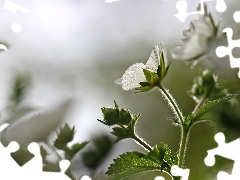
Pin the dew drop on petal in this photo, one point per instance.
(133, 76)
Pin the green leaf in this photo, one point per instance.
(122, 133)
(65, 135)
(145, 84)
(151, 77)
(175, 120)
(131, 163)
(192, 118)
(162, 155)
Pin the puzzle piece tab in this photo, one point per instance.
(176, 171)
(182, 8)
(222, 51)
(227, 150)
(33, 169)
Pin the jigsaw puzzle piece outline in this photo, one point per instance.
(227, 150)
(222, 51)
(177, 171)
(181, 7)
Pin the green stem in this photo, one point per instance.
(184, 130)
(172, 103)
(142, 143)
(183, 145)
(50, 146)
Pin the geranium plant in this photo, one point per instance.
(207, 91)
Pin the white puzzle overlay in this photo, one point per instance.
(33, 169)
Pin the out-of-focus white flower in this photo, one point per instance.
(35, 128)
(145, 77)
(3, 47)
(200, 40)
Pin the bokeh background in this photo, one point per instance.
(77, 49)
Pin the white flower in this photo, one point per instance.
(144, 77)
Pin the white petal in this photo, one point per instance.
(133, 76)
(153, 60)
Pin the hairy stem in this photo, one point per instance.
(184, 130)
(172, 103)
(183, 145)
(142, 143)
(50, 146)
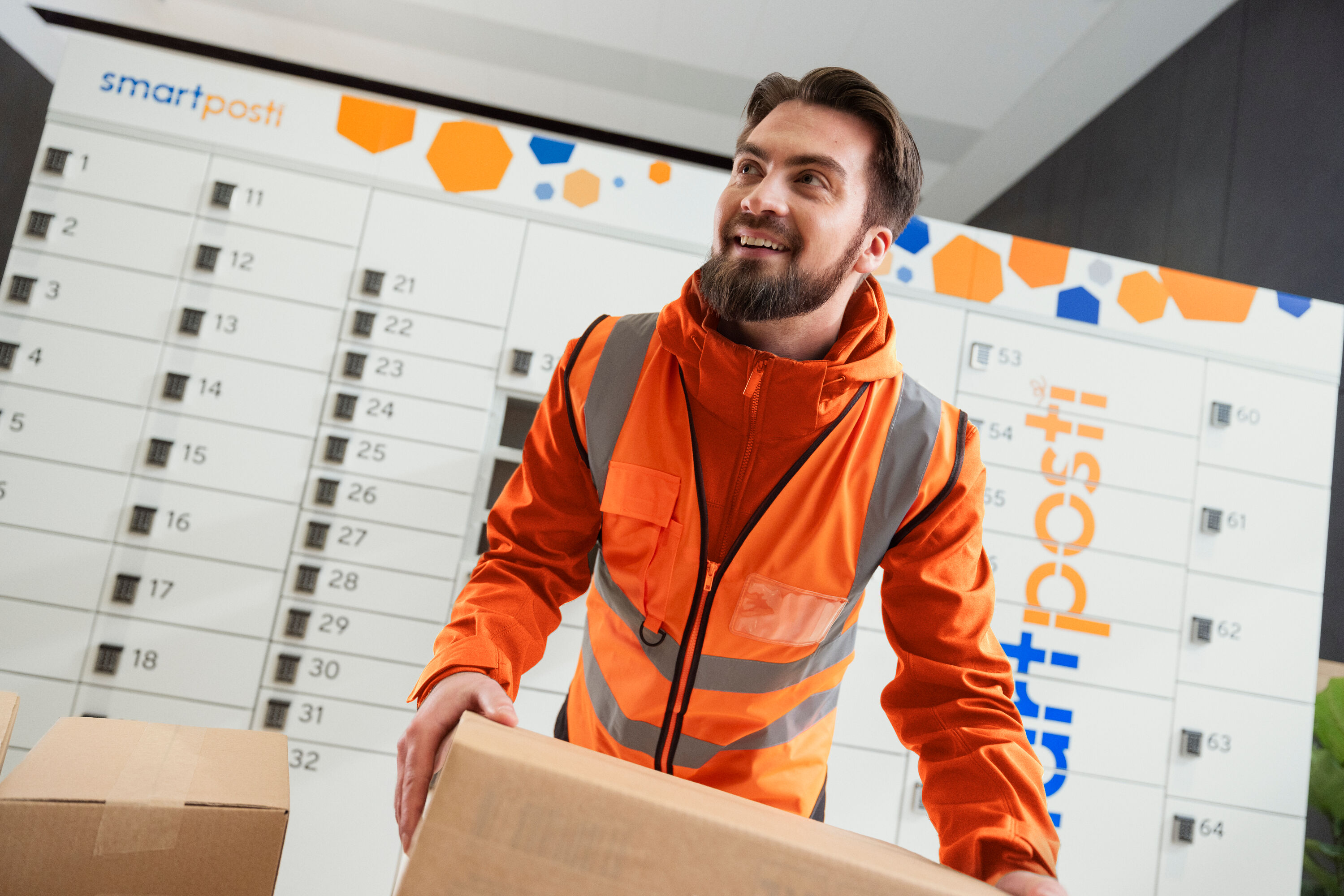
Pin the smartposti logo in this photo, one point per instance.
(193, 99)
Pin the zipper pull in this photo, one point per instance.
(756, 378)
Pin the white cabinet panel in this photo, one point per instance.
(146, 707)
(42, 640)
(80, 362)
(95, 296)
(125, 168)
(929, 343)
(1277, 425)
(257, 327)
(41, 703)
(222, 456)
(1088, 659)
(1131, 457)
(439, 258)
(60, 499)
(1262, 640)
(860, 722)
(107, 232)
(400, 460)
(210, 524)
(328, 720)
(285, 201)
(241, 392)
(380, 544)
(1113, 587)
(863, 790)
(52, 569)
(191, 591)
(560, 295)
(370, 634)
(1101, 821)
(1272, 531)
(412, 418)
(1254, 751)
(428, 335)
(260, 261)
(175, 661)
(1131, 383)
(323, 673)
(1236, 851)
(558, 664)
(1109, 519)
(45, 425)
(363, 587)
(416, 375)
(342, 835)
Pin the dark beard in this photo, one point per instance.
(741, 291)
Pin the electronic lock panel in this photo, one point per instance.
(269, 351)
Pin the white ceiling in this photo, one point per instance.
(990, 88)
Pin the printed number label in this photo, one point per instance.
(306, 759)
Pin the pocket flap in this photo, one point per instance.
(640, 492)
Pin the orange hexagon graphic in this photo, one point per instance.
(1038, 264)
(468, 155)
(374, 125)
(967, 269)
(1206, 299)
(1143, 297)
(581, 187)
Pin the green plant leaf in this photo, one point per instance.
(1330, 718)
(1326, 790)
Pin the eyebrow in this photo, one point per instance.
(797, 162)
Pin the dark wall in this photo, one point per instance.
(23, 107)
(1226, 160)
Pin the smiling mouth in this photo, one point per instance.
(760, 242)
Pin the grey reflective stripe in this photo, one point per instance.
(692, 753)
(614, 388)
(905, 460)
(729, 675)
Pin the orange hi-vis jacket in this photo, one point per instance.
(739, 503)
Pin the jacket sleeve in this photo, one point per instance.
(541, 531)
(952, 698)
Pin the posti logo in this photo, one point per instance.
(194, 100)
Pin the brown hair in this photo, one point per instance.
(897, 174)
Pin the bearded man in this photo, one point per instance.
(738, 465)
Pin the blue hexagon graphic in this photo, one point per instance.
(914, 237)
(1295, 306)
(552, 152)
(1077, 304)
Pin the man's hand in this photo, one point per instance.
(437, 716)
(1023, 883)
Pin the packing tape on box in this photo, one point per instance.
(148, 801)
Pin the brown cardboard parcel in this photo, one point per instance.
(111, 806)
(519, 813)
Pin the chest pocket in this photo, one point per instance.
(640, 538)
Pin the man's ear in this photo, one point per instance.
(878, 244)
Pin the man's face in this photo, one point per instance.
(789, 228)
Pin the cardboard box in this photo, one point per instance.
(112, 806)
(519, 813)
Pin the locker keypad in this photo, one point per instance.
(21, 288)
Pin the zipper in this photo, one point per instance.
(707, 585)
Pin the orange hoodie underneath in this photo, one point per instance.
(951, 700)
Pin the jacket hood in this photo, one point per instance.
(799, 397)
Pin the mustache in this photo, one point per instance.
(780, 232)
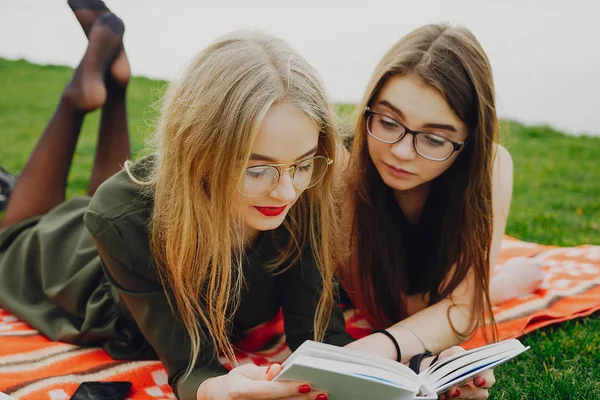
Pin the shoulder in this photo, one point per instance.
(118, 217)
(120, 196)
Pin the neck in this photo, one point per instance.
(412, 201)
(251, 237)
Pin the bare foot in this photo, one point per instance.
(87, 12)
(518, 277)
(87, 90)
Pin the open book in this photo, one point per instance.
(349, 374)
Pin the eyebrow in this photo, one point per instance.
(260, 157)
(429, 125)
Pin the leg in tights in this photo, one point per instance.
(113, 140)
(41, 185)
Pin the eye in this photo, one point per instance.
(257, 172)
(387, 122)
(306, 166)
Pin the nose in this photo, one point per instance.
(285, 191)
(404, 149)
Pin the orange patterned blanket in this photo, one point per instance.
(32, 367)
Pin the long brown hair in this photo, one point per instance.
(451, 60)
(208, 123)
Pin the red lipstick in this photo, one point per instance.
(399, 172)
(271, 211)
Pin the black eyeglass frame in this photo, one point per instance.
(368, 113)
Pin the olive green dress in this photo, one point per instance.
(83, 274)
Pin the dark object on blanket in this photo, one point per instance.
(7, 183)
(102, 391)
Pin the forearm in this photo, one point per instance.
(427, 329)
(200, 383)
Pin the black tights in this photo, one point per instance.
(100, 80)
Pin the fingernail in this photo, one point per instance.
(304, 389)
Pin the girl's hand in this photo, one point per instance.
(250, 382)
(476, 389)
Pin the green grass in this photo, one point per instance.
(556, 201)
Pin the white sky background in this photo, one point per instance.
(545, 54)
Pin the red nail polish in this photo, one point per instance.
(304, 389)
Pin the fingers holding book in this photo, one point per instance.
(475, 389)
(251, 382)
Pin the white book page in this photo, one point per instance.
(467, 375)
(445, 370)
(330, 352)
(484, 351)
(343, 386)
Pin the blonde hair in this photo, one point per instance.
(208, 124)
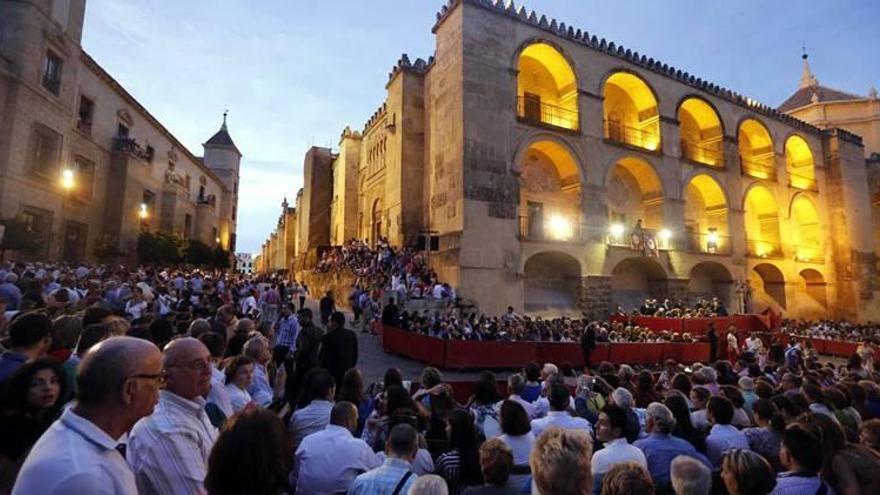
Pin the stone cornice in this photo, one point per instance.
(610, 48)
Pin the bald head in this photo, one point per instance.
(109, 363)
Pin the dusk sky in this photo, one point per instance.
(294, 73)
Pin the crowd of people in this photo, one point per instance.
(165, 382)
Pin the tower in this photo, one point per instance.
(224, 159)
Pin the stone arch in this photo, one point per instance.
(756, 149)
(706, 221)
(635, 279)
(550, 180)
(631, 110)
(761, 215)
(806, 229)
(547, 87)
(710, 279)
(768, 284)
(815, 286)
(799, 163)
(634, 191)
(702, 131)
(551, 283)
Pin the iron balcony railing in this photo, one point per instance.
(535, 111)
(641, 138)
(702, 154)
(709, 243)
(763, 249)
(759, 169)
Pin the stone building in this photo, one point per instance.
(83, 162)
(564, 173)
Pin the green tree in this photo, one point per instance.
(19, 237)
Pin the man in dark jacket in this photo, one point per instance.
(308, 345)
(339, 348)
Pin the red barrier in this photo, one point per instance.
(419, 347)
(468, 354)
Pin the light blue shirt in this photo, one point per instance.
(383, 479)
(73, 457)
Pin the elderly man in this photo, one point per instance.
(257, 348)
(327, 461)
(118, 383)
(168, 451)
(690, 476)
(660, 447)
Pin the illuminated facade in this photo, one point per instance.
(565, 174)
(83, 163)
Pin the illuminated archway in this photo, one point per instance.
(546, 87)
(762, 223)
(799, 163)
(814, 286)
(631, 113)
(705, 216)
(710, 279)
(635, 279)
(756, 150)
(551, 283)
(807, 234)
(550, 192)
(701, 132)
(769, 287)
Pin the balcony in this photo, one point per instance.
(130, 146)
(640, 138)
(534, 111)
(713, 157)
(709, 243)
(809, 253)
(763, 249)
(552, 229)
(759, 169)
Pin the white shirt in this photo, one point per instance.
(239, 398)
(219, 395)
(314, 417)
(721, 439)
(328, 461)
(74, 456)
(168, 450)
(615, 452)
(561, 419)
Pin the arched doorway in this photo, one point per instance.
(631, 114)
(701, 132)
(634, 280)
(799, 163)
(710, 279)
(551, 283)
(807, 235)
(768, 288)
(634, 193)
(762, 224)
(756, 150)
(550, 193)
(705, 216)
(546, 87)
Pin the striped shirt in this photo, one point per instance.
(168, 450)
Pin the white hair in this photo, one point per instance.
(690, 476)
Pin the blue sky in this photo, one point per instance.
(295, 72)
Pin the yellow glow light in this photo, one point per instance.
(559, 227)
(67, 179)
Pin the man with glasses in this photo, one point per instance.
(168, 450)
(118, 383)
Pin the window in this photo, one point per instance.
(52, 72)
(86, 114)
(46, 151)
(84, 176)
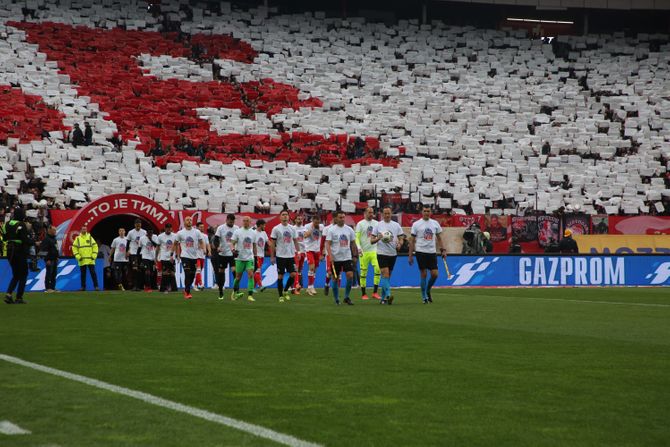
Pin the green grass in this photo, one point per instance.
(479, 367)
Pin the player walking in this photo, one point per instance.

:: Required action ::
Lines from the one containing "Pin the yellow" through the end of the entries above, both included, are to be written out exactly; no pictures and no other lines.

:: Solved exercise ::
Pin the yellow glow light in this photo, one point per instance.
(559, 227)
(67, 179)
Pin the man with glasses in this photo, one point per instance.
(168, 450)
(118, 383)
Pin the window in this photo, one point per instance.
(52, 72)
(86, 114)
(46, 151)
(84, 176)
Pin the green grass in this photo, one point per instance.
(479, 367)
Pin the player walking in this photo, one point per instance.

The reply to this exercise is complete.